-- Provided passage follows --
Aksy (Аксы району) is a district of Jalal-Abad Region in western Kyrgyzstan. The seat lies at Kerben. Its area is 4578 km2, and its resident population was 137,103 in 2021.

==History==

Aksy District was established in 1936 as Tash-Kömür District. In 1943, when Tash-Kömür was given city status, the district was renamed Jangy-Jol District, and the administrative seat was moved to the village Jangy-Jol. It absorbed the Kerben District in 1958 (seat moved to Kerben), and Ala-Buka and Chatkal Districts in 1963. Ala-Buka and Chatkal Districts were re-established in 1969. In 1991 Jangy-Jol District was renamed into Aksy District.

==Populated places==
In total, Aksy District includes 1 town and 78 villages in 11 rural communities (ayyl aymagy). Each rural community can consist of one or several villages. The rural communities and settlements in the Aksy District are:

1. The town of Kerben (incl. Kurulush, Kuluk-Döbö, Ak-Döbö, Jetigen, Mamay and Ustukan)
2. Ak-Jol (seat: Ak-Jol; incl. Jolborstu, Kara-Tyt, Kechüü, Raykomol, Tegene, Kyzyl-Beyit, Kürp and Razan-Say)
3. Ak-Suu (seat: Ak-Suu; incl. Ak-Say, Korgon-Döbö, Kum-Bulung, Mor-Bulak, Töö-Basty)
4. Avletim (seat: Avletim; incl. Baykashka-Terek, Deres-Say, Janggaktuu-Bulak, It-Agar, Korgon, Mukur, Tegirmen-Say and Tovar-Say)
5. Jangy-Jol (seat: Jangy-Jol; incl. Koy-Tash, Tashtak and Ters)
6. Jerge-Tal (seat: Jerge-Tal; incl. Bospiek and Kyzyl-Kapchygay)
7. Kara-Jygach (seat: Kara-Jygach; incl. Dardak-Döbö, Kara-Oy, Syny, Tor-Kamysh and Charba)
-- Provided passage concluded --
◆ Problems to work on
1. In the text about Aksy District, what was the district called before it was renamed in 1991?
2. Write the next part of the text about Aksy District, picking up after its last line.
-- Information provided follows --
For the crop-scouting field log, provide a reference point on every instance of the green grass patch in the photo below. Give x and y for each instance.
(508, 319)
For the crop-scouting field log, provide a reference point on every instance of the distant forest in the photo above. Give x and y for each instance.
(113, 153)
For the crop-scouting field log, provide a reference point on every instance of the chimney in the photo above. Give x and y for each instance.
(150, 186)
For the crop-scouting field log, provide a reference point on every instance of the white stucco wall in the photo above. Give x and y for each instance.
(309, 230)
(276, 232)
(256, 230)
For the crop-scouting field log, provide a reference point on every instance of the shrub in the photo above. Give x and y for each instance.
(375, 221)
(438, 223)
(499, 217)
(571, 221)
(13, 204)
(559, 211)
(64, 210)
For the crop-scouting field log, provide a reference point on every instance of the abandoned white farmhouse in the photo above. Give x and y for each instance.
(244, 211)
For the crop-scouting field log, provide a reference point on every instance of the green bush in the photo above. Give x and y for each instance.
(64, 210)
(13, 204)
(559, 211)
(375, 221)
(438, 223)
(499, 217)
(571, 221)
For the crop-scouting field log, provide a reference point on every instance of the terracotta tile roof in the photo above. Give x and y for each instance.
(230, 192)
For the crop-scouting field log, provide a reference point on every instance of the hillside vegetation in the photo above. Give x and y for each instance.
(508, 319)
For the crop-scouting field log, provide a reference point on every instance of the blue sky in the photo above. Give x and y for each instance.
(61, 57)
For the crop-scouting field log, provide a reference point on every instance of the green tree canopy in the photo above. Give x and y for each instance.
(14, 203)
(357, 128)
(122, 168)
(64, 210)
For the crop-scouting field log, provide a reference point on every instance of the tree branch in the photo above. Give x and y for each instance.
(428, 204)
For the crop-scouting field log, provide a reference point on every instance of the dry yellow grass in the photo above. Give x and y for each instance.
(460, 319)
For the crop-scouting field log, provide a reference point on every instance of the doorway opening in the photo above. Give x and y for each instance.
-- Information provided concluded --
◆ Answers by item number
1. Jangy-Jol District

2.
8. Kara-Suu (seat: Top-Janggak; incl. Juzumjan, Kara-Suu, Kezart, Kyzyl-Köl, Say-Bulung, Türdük, Chaldybar and Chat)
9. Kashka-Suu (seat: Kashka-Suu; incl. Jangy-Ayyl, Kara-Döbö, Sogot, Tostu, Tuyuk-Jar, Ölöng-Bulak, Charbak and Kara-Bashat)
10. Kyzyl-Tuu (seat: Kyzyl-Tuu; incl. Arkyt, Jylgyn and Jol-Say)
11. Mavlyanov (seat: Atana; incl. Munduz, Sary-Kashka, Semet, Toruk, Uluk, Chie, Tash-Jar and Janggak)
12. Uch-Korgon (seat: Kyzyl-Jar; incl. Jyl-Kol, Kum and Naryn)

==Prominent people from the Aksy district==

There were several prominent people from the Aksy area of the Jalal-Abad region in Kyrgyzstan.

In the 19th century: prominent statesman Nuzup Mingbashy (Yusuf Mingbashi) of the Kokand khanate, poet Jengijok, etc.

In the 20th century: a poet Temirkul Umetaliev, a writer Tologon Kasymbek, etc.

At the end of the 20th century - beginning of the 21st century: politicians Topchubek Turgunaliev, Azimbek Beknazarov, a historian Tashmanbet Kenensariev, a journalist Uran Toktonazarovich Botobekov, etc.